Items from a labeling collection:
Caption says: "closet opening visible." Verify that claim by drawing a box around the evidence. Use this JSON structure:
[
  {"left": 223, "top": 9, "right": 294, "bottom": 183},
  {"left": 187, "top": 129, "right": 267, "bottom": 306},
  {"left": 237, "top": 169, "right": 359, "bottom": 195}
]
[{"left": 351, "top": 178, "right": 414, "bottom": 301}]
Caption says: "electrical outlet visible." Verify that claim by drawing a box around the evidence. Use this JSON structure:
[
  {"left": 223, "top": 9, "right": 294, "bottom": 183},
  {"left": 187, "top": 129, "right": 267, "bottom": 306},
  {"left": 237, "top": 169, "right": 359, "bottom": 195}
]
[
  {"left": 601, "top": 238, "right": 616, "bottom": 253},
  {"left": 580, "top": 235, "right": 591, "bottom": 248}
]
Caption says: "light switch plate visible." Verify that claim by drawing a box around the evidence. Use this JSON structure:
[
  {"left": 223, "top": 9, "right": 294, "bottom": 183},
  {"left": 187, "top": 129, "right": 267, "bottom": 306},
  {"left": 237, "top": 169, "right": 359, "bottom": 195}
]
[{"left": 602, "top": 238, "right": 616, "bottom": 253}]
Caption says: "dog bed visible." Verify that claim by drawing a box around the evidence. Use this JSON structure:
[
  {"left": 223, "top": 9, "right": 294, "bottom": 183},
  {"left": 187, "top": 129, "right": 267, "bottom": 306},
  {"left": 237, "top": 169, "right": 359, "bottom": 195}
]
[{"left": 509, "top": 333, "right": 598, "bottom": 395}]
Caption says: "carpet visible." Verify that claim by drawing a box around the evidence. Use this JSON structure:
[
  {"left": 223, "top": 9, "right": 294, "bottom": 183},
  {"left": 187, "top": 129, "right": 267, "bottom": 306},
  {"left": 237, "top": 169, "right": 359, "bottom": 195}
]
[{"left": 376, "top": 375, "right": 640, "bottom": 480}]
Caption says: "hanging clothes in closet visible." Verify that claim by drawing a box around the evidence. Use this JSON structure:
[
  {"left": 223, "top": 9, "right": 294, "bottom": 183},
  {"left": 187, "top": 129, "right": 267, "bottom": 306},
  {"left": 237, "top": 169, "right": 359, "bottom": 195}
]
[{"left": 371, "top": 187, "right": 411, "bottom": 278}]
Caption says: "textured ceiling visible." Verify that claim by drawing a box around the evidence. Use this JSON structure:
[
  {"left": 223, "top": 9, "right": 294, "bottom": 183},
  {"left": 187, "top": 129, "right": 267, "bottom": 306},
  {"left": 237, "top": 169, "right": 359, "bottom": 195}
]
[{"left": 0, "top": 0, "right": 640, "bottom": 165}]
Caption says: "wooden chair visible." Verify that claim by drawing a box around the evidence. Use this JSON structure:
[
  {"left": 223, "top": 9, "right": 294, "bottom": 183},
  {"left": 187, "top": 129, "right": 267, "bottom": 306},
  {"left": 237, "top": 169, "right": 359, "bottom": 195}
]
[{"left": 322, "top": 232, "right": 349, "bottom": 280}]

THE REQUEST:
Pull out each line of the material that contains the string "claim".

ANSWER:
Caption says: "closet opening visible." Verify that claim by drawing a box around the evidence. Use this JSON structure:
Caption says: "electrical outlet visible." Verify that claim by drawing a box around the evidence. Use this JSON structure:
Caption says: "light switch plate visible." Verify that claim by drawing a box around the evidence. Use this JSON structure:
Caption says: "dog bed visible." Verify that claim by drawing a box around the evidence. Use this JSON structure:
Caption says: "carpet visible." Verify that claim by drawing a box around the evidence. Use this JSON structure:
Caption says: "hanging clothes in closet visible." Verify that claim by drawing a box around the evidence. Use this JSON structure:
Caption says: "textured ceiling visible." Verify that claim by drawing a box around the evidence. Use this JSON structure:
Caption says: "wooden chair visible." Verify that claim by drawing a box around the evidence. Use this JSON structure:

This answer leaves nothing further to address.